* [Short task]:
Reproduce the items from their first line through the line with "--hole-rule=even-odd", keeping both of those lines.
--- START ---
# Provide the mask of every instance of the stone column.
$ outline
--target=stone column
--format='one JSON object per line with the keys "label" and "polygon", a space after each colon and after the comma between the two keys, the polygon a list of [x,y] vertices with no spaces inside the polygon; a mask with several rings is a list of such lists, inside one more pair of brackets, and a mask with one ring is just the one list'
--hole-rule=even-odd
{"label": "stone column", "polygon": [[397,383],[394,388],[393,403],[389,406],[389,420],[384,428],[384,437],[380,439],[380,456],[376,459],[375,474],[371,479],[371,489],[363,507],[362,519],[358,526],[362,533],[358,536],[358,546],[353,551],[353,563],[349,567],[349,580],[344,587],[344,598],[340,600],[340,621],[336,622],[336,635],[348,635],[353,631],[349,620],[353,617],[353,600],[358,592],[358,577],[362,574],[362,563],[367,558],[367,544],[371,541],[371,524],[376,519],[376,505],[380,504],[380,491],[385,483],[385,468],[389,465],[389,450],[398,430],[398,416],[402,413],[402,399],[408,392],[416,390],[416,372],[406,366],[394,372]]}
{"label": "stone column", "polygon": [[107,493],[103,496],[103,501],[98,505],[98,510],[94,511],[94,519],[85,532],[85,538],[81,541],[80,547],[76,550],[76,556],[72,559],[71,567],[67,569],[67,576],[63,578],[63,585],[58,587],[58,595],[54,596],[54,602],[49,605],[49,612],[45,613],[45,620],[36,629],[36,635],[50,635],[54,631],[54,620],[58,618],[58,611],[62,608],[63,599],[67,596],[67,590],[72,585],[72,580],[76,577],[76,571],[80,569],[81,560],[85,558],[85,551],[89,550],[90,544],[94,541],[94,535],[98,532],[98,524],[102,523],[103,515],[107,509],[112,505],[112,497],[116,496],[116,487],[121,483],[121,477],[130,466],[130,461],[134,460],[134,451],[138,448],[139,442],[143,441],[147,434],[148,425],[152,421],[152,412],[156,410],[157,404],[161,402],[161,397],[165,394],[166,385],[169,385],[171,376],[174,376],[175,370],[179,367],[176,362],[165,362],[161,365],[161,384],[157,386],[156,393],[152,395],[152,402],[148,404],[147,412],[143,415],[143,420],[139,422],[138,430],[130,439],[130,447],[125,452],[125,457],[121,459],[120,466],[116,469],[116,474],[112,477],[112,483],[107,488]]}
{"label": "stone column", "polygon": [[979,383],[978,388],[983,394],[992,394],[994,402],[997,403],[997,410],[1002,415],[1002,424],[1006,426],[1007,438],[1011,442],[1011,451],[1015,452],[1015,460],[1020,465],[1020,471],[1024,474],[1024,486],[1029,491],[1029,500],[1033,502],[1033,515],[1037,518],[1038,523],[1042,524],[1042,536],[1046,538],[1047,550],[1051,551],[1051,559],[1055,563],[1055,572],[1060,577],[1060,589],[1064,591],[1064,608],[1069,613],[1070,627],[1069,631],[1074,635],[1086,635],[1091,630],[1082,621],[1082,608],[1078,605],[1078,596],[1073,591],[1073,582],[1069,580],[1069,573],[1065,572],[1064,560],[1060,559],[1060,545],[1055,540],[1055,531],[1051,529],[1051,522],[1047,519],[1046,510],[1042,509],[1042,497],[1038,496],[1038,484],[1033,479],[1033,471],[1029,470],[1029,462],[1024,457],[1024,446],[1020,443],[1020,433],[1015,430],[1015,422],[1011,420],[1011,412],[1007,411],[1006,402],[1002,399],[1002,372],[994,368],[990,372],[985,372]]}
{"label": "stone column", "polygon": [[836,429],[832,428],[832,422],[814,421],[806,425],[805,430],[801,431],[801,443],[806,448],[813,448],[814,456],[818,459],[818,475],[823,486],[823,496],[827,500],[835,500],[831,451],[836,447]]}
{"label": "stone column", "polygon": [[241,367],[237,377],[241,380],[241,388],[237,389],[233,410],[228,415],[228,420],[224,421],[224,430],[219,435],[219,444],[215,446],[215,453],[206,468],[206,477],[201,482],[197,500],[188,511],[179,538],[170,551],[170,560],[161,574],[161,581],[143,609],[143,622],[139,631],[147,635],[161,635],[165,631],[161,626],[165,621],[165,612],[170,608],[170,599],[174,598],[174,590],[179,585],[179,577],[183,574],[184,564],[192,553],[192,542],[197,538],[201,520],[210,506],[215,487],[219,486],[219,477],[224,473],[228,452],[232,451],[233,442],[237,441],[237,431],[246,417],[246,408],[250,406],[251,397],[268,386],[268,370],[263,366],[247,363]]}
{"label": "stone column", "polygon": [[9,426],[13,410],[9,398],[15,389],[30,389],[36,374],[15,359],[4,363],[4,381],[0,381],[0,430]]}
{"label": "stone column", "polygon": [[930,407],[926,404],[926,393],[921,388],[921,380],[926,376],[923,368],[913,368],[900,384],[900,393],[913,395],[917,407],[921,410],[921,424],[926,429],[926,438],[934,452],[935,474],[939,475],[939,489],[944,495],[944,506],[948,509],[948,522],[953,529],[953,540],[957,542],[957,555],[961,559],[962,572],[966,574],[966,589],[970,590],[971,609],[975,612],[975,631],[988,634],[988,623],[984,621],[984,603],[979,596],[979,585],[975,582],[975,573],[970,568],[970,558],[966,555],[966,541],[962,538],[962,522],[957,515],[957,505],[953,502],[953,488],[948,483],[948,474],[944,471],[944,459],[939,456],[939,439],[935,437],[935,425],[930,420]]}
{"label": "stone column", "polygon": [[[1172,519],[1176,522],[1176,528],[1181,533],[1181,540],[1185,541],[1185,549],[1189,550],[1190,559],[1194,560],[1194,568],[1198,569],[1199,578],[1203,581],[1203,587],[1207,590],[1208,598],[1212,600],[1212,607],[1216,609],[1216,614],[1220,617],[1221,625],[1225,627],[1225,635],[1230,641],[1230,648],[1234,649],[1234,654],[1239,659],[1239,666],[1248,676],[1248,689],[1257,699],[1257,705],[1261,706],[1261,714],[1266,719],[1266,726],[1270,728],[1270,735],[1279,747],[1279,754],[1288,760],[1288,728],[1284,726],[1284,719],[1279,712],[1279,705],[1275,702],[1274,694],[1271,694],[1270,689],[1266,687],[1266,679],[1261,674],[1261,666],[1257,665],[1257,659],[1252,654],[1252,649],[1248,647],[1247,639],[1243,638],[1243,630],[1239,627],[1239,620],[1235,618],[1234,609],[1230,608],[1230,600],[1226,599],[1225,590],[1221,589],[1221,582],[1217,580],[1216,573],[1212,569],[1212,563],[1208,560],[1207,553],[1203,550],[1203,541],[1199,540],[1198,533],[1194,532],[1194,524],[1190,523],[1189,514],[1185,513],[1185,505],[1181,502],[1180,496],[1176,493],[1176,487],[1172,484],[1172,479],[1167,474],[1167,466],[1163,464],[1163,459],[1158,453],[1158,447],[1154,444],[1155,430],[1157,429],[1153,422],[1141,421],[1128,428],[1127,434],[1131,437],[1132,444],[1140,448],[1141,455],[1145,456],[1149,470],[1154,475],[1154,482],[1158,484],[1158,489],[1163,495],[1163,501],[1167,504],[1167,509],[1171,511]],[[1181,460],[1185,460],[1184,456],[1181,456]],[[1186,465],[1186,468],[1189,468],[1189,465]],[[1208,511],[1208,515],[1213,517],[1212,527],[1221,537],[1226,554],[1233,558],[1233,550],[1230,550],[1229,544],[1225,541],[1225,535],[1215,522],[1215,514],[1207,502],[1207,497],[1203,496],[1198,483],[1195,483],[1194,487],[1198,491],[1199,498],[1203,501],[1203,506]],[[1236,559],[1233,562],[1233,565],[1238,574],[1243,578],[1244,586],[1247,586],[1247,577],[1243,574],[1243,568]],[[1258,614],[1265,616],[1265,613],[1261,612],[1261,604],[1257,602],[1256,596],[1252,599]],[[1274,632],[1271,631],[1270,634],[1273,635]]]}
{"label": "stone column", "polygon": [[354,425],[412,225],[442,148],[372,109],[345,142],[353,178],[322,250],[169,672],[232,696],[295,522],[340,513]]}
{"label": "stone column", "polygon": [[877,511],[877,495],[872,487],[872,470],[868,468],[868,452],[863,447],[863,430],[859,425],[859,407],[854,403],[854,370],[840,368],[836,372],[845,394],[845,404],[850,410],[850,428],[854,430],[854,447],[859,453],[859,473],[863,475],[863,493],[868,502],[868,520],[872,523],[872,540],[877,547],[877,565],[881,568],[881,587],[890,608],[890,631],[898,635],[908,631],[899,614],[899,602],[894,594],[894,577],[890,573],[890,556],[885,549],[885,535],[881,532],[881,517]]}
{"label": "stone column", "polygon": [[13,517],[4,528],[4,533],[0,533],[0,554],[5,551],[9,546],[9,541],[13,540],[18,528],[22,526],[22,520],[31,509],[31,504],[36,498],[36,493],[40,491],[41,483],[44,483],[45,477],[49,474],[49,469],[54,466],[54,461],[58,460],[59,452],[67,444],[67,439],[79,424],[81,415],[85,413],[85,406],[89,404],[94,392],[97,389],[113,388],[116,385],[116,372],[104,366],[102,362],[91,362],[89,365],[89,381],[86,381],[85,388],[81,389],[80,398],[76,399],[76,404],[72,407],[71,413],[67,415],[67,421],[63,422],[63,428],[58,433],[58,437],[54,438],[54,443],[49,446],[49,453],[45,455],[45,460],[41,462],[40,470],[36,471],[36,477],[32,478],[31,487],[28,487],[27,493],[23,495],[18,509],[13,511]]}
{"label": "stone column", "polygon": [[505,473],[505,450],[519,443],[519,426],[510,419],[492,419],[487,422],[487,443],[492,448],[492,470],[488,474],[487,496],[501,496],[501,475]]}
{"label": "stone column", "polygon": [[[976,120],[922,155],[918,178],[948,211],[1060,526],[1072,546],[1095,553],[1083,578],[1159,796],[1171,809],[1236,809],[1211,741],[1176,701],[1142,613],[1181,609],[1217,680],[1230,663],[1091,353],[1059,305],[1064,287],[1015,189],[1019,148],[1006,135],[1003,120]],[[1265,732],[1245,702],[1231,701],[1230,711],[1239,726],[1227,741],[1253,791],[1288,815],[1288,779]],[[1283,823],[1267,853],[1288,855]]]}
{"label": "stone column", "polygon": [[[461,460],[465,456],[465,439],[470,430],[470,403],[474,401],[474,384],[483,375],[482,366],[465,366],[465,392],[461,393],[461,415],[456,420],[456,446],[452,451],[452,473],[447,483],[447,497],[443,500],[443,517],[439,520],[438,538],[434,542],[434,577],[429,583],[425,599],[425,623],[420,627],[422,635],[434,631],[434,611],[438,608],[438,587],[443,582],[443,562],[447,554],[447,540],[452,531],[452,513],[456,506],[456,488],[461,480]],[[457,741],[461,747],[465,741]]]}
--- END ---
* [Task answer]:
# Provide the mask of every instance of the stone column.
$ outline
--target=stone column
--format='one JSON object per line with the keys "label" and "polygon", a space after each colon and after the comma between the two keys, the polygon a list of [x,y] vertices with no spaces inside the polygon; a mask with several rings is a list of such lists, inside one more pair of brackets, and a mask with one ring is just the one list'
--hole-rule=even-odd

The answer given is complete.